Records from a data collection
>>>>>
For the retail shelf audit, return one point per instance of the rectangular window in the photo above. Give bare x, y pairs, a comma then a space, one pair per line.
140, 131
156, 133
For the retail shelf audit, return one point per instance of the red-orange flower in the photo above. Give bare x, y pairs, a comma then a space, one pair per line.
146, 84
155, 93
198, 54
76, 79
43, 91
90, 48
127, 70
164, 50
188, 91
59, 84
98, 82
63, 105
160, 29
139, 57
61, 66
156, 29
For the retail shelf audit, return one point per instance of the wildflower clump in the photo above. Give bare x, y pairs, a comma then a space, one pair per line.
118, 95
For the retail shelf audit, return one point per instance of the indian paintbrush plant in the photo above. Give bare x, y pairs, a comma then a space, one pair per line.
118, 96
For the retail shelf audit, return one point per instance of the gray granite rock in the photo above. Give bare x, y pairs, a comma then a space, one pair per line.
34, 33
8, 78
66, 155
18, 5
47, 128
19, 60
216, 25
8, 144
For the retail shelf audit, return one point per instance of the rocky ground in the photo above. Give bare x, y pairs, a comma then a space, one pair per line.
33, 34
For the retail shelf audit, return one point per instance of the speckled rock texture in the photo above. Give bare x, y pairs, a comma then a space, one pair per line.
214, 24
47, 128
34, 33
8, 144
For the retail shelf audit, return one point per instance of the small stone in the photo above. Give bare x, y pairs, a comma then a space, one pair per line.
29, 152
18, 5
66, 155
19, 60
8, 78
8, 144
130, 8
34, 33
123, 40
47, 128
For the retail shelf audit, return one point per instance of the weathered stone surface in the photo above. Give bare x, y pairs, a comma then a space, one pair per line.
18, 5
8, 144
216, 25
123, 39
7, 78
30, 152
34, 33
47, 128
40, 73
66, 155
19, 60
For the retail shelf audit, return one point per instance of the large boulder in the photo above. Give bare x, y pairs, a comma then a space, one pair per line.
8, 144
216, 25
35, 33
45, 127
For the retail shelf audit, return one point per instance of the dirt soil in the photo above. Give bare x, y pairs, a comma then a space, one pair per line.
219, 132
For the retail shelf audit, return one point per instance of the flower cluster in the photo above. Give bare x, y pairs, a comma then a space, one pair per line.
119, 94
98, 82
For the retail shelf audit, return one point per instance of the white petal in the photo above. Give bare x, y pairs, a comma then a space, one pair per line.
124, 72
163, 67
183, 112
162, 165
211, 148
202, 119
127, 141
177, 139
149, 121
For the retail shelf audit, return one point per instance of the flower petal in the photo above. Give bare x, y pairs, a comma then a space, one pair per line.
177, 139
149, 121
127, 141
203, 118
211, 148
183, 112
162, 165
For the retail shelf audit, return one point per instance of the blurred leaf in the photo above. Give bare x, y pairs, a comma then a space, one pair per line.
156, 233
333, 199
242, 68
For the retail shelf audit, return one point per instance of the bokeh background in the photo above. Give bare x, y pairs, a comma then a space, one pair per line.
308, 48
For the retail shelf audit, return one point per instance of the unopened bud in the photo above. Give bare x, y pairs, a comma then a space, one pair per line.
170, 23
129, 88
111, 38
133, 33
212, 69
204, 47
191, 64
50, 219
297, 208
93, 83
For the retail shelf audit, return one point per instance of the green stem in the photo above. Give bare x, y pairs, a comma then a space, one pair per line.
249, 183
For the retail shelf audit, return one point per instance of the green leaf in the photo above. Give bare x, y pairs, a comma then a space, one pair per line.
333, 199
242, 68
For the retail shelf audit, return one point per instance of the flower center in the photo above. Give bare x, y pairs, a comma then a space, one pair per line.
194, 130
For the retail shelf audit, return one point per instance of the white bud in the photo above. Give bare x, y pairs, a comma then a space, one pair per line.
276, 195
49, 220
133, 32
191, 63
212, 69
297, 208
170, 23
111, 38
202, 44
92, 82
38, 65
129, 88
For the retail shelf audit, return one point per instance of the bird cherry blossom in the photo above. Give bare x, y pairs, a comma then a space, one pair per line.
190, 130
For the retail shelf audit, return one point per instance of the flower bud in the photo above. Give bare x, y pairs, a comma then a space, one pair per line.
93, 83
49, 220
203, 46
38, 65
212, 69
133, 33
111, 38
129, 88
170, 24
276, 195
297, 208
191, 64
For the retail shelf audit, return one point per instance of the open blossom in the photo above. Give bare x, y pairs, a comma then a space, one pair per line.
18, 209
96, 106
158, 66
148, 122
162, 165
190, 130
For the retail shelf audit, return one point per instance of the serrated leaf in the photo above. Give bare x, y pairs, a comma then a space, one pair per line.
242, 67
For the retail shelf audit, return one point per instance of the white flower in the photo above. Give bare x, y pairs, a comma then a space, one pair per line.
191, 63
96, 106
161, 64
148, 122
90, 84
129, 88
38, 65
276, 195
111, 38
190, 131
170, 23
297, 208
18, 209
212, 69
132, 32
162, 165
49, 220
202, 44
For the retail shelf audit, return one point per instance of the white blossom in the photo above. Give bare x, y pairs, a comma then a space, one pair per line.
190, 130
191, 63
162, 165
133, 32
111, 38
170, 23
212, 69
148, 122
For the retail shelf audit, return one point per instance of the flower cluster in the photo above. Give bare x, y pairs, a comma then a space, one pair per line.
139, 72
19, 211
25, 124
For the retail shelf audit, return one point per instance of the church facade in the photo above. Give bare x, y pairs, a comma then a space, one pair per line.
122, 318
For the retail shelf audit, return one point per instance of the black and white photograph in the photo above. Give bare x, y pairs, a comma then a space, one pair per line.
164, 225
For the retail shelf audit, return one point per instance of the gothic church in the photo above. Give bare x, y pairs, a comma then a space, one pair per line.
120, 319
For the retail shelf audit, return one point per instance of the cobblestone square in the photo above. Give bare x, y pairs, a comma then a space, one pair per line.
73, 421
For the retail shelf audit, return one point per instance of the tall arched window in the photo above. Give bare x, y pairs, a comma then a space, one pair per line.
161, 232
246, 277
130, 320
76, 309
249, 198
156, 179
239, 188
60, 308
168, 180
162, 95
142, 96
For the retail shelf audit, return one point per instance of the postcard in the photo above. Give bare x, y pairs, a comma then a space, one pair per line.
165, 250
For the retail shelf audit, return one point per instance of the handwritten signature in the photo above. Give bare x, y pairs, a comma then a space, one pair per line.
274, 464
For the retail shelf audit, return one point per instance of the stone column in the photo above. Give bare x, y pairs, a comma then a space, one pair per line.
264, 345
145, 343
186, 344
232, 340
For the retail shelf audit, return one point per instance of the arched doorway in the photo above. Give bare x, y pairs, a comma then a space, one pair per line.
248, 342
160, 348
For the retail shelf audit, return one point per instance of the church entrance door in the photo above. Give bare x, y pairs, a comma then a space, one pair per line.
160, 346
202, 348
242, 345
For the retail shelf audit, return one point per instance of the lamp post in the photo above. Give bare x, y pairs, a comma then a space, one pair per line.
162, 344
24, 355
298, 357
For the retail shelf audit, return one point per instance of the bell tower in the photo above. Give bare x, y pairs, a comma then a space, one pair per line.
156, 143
<<<<<
WRITTEN PROBLEM
Rewrite the data above so that every "one pair per line" becomes "each pair on its own line", with nothing else changed.

ANSWER IN FULL
For the retail shelf audit, return one point per instance of the rectangular window in the photo above. Give bare x, y pairs, a comma then a space, each pair on its own line.
140, 131
156, 133
For the retail shelf audit, return one point per instance of the red-orange flower in the photo above. Give bare x, y pairs, a comma then a space, each pair on its own line.
146, 84
155, 93
198, 54
76, 79
43, 91
90, 48
127, 70
164, 50
188, 91
59, 84
98, 82
63, 105
160, 29
139, 57
61, 66
156, 29
For the retail shelf audit, return one point per instance of the wildflower clump in the photo above. Give bare x, y pairs, a comma then a space, each pair on its own line.
118, 95
For the retail shelf audit, return one point per instance of the indian paintbrush plant in the photo above. Give bare x, y pairs, a comma then a space, each pair on its own line.
118, 96
For the retail shelf audit, return one point per instance of the gray granite rock in the photo above. Give bare x, y pairs, a comma then a space, each pair on its own line.
34, 33
8, 78
66, 155
18, 5
47, 128
19, 60
216, 25
8, 144
For the retail shelf audit, return one point per instance of the rocky ground in the photo above. Give bare x, y pairs, a comma then a space, each pair on its own line.
33, 34
For the retail shelf audit, return one point per instance of the speckled rock texture in the photo above. Give bare x, y pairs, a comma then a space, each pair on its own line.
214, 24
47, 128
34, 33
8, 144
For the retail shelf audit, return one point per instance of the small stone in the photo above. Give bare x, y pairs, a comma then a space, each pair on its own line.
29, 152
18, 5
66, 155
19, 60
8, 78
8, 144
130, 8
34, 33
123, 40
47, 128
For the retail shelf audit, return one point per instance of the weathered stone surface in the photo above. Give bare x, y pairs, a comma then a space, each pair on its own line.
18, 5
8, 144
216, 25
123, 39
7, 78
30, 152
34, 33
47, 128
40, 73
66, 155
19, 60
For the retail shelf audit, return one point per instance of the large boulder in the photo above. Give bare x, y pairs, a comma then a space, each pair on its own line.
8, 144
216, 25
35, 33
45, 127
For the retail shelf audit, return one point per instance of the dirt soil in the photo above. Give bare x, y pairs, a comma then a space, each pair on its own line.
219, 132
For the retail shelf audit, return one point per instance of the flower cluster in the photo above. Give bare x, y pairs, a comma then a space, each pair on its own line.
119, 94
98, 82
For the retail shelf audit, return one point per instance of the white petal in the photo above. Give bare x, y pairs, a comma then a space, each pair on its own line.
124, 72
163, 67
183, 112
162, 165
211, 148
202, 119
127, 141
177, 139
149, 121
For the retail shelf audit, return one point per instance of the flower petal in the photo above. Give bare x, y pairs, a comma then a space, each pair on its own line.
177, 139
149, 121
127, 141
203, 118
211, 148
183, 112
162, 165
For the retail shelf audit, return one point per instance of the blurred leaf in the photo above. Give bare x, y pairs, a comma then a space, each pair on its own line.
156, 233
333, 199
242, 68
For the retail shelf audit, return one point per instance of the bokeh background in the photo above. Give bare x, y pairs, a comma then a space, each pair on its own line.
308, 48
For the retail shelf audit, return one point per instance of the unopened bud in the photo above. Give bare x, y pairs, a comma then a space, each pair on its own line.
170, 23
129, 88
111, 38
133, 33
212, 69
204, 47
191, 64
50, 219
297, 208
93, 83
For the retail shelf audit, return one point per instance of the green stem in the photo above. Give bare x, y pairs, a comma then a space, each pair on its own line.
249, 183
For the retail shelf audit, return one point per instance of the green leaf in the photo above. Give bare x, y pairs, a comma then a space, each pair on its own line.
333, 199
242, 68
For the retail shelf audit, return one point per instance of the flower center in the photo above. Give bare x, y pairs, a comma then a space, each pair on its own line.
194, 130
For the retail shelf audit, return one point per instance of the white bud in the photo above. Give bare x, y pairs, a comma then a space, each pair on its own line.
276, 195
49, 220
133, 32
191, 63
212, 69
297, 208
170, 23
111, 38
202, 44
92, 82
38, 65
129, 88
For the retail shelf audit, return one point per instance of the bird cherry blossom in the photo above. Give bare x, y pairs, a comma then a space, each pair on its own line.
190, 130
For the retail shelf audit, return one point per instance of the flower bud in the photo above. Give bare x, y pairs, a comma then a space, each pair on its own line.
93, 83
49, 220
203, 46
38, 65
212, 69
133, 33
111, 38
129, 88
170, 24
276, 195
297, 208
191, 64
For the retail shelf audit, return one point per instance of the open blossom in the photo above. Give bare x, y pairs, a comma then a space, each pair on its own line.
18, 209
96, 106
158, 66
148, 122
162, 165
190, 130
For the retail shelf audit, return one point per instance of the serrated leaf in the photo above. Give bare x, y pairs, a comma then a space, each pair on its own line.
242, 67
For the retail shelf audit, return one point per instance of the white flower in the photo above. Give bare x, y pairs, a comma then a space, each pair on its own line.
191, 63
96, 106
161, 64
148, 122
90, 84
129, 88
38, 65
276, 195
111, 38
190, 131
170, 23
297, 208
18, 209
212, 69
132, 32
162, 165
49, 220
202, 44
For the retail shelf audit, return one point per instance of the white blossom in the photo above. Give bare x, y pairs, a comma then a space, each pair on its own line.
190, 130
191, 63
162, 165
133, 32
111, 38
170, 23
212, 69
148, 122
For the retail shelf audit, return one point per instance of the flower cluster in the photo above. Give bare x, y pairs, a comma then a space, each pair on its own line.
139, 72
19, 211
25, 124
For the retail shelf audit, return one point per instance of the church facade in the photo above. Give bare x, y pairs, a comma then a space, each pair on its own line.
122, 318
For the retail shelf audit, return one point per instance of the black and white photograph in the photo above. Give bare x, y pairs, a comma then a space, each pair on its own line.
164, 225
For the retail shelf audit, return one point per instance of the gothic church in the photo above. Give bare x, y pairs, a comma then a space, each pair on its own line.
120, 319
For the retail shelf audit, return one point per instance of the cobblestone square in the photo above. Give bare x, y pairs, a comma then a space, each pair on its own line.
73, 421
For the retail shelf audit, return one point per instance of the tall arched window in the photo above. Give bare x, y pairs, a comma then a space, each pair on its own line.
161, 232
246, 277
130, 320
76, 309
249, 198
156, 179
239, 188
60, 308
168, 180
162, 95
142, 96
For the retail shelf audit, return one point per instance of the postcard in the photo above. Give bare x, y pairs, a comma then a space, each pair on its own line.
165, 250
For the retail shelf audit, return one point per instance of the handwritten signature in the photo above. Give bare x, y pairs, a comma then a space, each pair on its own line.
274, 464
For the retail shelf audit, return one point per instance of the stone column in the photo above. Give bare x, y pairs, a comma then a space, each pair on its own line.
264, 345
145, 343
186, 344
232, 340
For the retail shelf audit, return one point per instance of the arched doorway in the photo above. Give bare x, y pairs, a comma then a space, each pair on its own line.
248, 342
160, 348
For the retail shelf audit, return one point per instance of the church entrance door in the photo above. Give bare x, y pairs, a comma then a space, each pair on its own line.
160, 346
202, 348
242, 345
For the retail shelf audit, return one point per instance of the lamp post in the photo above. Give bare x, y pairs, a comma then a space, each pair on its own line.
162, 344
24, 355
298, 357
For the retail shelf audit, return one point per instance of the bell tower in the photo above. Give bare x, y pairs, a comma then a space, each pair on its own line.
156, 143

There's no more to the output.